## The task
Rewrite these lines, swapping "vertical" for "upright" and changing nothing else.

## Data for this exercise
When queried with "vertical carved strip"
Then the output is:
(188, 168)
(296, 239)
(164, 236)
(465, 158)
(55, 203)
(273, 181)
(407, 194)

## Solution below
When queried with "upright carved strip"
Then the output is:
(188, 168)
(296, 239)
(164, 236)
(465, 158)
(55, 203)
(273, 181)
(407, 194)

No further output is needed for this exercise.